*EXERCISE DATA*:
────────
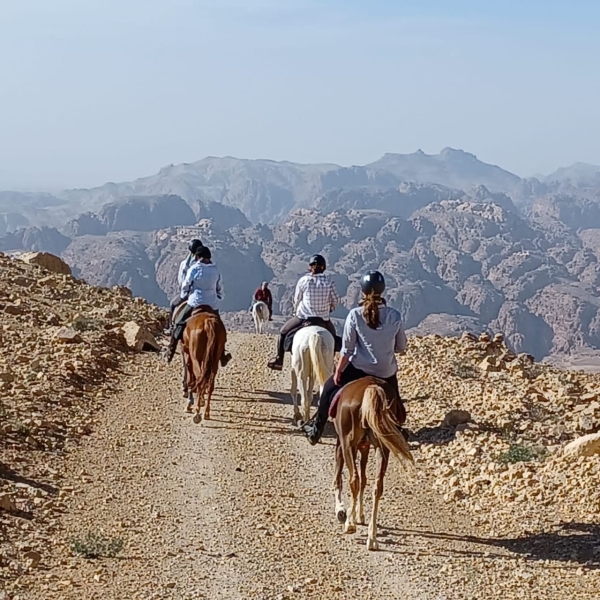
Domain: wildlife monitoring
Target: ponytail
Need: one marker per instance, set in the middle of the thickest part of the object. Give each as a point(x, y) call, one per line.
point(371, 303)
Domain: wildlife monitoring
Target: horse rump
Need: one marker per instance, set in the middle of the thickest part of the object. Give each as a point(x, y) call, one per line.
point(204, 340)
point(378, 418)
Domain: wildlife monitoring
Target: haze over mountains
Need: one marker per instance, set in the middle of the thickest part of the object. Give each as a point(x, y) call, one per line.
point(463, 244)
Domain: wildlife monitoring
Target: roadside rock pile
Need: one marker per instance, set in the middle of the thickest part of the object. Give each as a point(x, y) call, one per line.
point(518, 446)
point(61, 344)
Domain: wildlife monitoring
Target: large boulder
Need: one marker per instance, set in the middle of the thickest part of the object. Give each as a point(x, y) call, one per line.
point(47, 261)
point(138, 338)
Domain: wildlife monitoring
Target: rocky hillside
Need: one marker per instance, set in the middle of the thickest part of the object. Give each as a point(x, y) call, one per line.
point(518, 445)
point(62, 344)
────────
*YOUR INSTRUCTIONS*: Reprint the entries above exactly, images removed.

*REPLY*:
Domain: wildlife monitoring
Target: ponytail
Need: one marker per instance, set in the middle of the thickest part of the object. Give each as a point(x, y) call, one per line.
point(371, 303)
Domain: wildlife monitoring
Target: horse rump
Need: one marker per instance, set in the middle of the thickest part of the object. Give each as a point(x, y) call, one per line.
point(204, 340)
point(378, 418)
Domain: wildlife monitoring
Target: haze over mountains
Need: one marker per instance, set in the middle of the thickest part of the object. Give each as a point(x, y) call, one per line.
point(463, 244)
Domain: wildlife monitoring
Target: roadside rock pile
Need: one marker per instance, set in the middle of the thickest part of the object. Give each as a point(x, y) call, one per line.
point(518, 446)
point(61, 344)
Domain: wildlife monitoring
Target: large boulder
Need: one marker per instance, set in the middle of the thickest part of the object. Give each as a point(x, y) call, one per line.
point(47, 261)
point(138, 338)
Domain: wildlife monitoring
Target: rocky hillside
Need: one marker per instance, set in the middle of the thickest part of the object. Give each as a point(x, y) call, one per line.
point(518, 445)
point(62, 344)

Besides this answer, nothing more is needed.